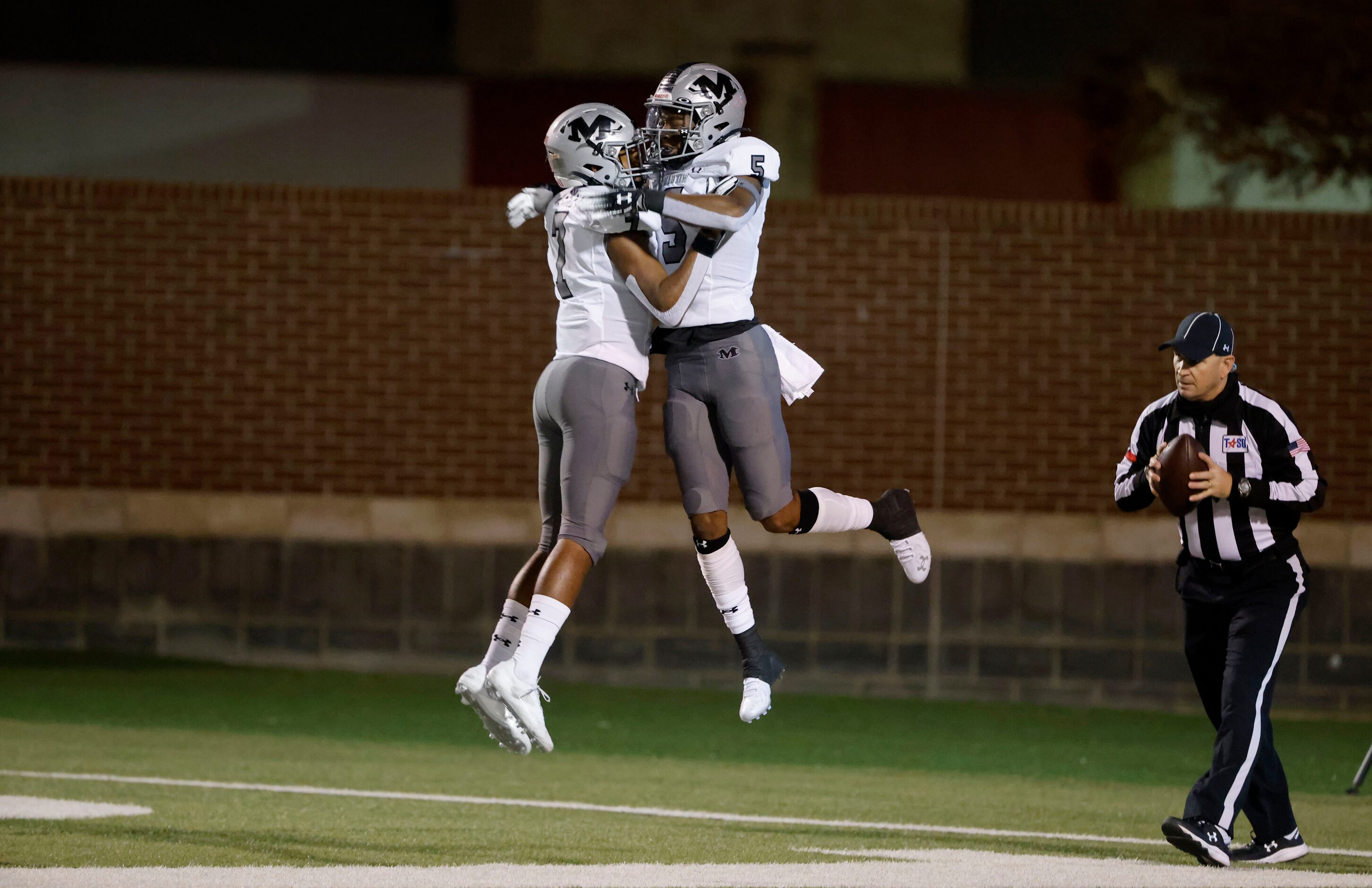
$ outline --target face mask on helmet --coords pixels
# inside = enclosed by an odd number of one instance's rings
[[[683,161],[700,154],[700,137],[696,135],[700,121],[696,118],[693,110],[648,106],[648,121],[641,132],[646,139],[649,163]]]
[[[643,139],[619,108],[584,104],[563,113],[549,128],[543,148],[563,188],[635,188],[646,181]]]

==================================================

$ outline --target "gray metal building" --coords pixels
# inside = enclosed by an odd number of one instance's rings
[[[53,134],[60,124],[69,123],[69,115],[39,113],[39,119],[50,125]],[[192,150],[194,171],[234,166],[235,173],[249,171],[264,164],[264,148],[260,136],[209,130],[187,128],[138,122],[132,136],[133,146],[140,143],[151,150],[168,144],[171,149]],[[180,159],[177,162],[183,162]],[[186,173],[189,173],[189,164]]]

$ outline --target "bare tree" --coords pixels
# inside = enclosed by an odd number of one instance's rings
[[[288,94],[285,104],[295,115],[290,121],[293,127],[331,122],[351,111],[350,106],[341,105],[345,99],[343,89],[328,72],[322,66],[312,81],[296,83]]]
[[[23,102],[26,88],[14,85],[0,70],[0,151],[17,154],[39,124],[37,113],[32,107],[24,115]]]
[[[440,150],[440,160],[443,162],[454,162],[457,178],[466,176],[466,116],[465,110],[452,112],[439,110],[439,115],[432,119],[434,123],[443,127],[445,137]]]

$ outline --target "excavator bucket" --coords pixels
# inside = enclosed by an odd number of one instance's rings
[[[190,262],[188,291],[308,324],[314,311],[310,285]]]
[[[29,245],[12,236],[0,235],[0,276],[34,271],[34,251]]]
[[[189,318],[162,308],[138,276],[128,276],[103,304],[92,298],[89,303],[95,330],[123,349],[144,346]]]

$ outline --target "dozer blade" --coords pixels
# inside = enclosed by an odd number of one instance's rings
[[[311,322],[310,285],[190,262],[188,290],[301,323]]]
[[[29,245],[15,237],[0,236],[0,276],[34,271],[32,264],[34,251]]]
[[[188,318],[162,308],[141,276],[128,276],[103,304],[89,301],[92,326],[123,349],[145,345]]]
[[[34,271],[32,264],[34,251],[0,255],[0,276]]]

==================================================

SHORT EXERCISE
Find every line in the material above that contains the string "pixels", matching case exactly, and copy each of those lines.

THE RESPONSE
$ outline --target face mask on helmet --coords pixels
$ outline --target "gray metal building" --coords pixels
$ outline --target "bare tree" --coords pixels
$ outline --target "excavator bucket" --coords pixels
$ outline --target "dozer blade" --coords pixels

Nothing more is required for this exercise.